#### [Instructions for the task]
Return each line in the rows below that contains the string "cloud". Treat uppercase and lowercase as different.

#### [Material supplied]

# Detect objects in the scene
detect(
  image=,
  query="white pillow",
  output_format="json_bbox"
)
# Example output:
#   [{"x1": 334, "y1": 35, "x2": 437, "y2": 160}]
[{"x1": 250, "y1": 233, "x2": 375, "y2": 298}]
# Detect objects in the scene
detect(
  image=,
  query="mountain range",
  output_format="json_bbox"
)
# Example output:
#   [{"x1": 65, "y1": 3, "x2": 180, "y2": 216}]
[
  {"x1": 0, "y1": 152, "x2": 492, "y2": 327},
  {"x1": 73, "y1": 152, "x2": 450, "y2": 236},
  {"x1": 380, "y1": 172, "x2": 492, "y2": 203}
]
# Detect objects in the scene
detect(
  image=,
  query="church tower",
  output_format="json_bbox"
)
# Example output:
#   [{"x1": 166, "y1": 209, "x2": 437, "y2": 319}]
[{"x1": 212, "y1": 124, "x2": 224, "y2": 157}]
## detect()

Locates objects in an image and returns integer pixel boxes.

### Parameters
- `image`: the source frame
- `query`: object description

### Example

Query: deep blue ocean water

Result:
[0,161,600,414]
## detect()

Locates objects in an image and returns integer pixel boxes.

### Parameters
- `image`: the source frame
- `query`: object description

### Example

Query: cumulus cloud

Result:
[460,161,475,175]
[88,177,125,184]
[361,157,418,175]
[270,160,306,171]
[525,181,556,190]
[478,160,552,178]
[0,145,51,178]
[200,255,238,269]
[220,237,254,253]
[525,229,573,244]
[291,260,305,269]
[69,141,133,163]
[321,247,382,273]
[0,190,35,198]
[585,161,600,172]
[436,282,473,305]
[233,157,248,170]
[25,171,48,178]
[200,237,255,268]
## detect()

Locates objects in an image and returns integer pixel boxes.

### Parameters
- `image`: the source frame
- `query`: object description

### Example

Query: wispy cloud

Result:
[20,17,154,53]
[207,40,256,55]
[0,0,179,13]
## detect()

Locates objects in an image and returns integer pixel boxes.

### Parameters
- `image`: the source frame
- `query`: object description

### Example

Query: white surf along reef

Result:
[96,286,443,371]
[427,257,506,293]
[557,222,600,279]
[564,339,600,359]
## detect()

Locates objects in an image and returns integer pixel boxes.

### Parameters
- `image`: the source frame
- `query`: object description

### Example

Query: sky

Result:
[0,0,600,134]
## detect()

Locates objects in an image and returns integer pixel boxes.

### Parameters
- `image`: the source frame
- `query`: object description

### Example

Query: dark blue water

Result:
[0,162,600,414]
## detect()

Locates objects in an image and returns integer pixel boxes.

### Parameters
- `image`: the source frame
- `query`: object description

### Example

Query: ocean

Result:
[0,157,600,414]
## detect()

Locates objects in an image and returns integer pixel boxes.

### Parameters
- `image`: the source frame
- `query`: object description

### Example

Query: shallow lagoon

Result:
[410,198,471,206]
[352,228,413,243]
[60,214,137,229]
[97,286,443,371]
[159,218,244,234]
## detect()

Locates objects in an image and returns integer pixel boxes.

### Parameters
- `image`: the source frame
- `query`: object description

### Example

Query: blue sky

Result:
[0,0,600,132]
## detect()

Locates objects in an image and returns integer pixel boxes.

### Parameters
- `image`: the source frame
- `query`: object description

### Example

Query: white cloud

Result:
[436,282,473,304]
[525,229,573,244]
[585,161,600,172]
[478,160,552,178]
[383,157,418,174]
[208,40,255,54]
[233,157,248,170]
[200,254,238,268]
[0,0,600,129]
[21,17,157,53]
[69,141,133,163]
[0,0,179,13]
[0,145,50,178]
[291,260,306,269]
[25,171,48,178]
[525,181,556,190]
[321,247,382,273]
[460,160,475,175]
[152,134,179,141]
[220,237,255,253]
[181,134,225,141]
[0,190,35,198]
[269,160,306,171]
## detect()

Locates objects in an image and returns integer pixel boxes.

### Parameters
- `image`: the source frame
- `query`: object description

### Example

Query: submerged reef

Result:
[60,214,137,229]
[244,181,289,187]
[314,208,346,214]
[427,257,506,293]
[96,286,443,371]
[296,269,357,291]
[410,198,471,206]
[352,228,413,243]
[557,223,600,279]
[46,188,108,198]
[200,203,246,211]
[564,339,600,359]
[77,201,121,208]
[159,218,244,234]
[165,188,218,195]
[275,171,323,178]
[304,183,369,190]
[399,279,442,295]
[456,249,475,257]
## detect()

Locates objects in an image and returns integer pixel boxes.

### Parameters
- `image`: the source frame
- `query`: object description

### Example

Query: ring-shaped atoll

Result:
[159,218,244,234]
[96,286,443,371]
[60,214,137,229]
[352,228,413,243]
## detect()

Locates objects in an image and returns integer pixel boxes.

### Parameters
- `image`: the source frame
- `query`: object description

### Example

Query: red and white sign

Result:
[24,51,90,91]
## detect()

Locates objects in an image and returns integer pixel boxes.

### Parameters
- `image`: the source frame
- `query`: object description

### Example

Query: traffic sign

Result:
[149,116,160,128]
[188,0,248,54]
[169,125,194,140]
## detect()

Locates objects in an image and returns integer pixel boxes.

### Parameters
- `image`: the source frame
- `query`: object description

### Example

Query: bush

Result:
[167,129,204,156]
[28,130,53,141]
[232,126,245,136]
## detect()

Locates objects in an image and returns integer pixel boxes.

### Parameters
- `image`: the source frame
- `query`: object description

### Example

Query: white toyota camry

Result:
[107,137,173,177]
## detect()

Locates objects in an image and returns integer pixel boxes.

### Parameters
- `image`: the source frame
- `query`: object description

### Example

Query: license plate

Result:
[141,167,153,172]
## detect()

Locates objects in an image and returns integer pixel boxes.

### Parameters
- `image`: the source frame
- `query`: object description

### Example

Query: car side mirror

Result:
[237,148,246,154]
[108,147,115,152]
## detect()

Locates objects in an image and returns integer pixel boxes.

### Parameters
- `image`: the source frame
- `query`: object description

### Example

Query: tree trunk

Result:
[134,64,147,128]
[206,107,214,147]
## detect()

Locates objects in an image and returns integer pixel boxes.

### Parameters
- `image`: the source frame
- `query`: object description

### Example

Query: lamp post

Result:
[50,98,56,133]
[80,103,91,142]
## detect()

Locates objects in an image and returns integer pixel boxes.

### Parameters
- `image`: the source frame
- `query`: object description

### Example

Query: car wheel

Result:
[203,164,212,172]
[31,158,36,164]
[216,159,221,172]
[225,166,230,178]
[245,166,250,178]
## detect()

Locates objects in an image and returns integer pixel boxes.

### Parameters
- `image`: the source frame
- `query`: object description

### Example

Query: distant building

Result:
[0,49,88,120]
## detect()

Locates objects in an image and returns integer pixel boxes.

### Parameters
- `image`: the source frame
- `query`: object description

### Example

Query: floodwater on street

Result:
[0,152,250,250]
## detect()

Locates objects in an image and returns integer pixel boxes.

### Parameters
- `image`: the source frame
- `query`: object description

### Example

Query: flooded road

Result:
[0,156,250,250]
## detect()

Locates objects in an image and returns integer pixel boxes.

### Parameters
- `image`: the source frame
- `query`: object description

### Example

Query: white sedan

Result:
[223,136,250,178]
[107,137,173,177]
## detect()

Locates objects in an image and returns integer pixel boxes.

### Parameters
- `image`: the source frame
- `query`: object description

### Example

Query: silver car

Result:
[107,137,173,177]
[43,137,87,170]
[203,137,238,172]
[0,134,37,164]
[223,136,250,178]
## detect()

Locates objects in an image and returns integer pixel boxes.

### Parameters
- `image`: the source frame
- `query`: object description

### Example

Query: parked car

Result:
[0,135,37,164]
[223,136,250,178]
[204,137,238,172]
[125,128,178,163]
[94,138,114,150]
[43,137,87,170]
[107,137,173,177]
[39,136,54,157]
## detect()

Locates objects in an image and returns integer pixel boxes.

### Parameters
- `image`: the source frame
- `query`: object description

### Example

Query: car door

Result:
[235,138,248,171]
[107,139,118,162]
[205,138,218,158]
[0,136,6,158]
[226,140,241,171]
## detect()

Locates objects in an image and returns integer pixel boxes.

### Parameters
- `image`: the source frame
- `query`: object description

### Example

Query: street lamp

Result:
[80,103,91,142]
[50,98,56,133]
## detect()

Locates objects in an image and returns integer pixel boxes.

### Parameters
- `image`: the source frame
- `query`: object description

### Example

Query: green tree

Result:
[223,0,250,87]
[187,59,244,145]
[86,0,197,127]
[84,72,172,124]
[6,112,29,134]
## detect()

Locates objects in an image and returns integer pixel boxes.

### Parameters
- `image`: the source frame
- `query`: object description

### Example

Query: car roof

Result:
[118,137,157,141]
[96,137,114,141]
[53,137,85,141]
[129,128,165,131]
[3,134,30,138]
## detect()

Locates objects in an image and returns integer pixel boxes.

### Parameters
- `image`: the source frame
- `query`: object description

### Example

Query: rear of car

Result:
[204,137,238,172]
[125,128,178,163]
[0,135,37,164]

#### [Result of the task]
Query: cumulus cloud
Query: wispy cloud
Query: white cloud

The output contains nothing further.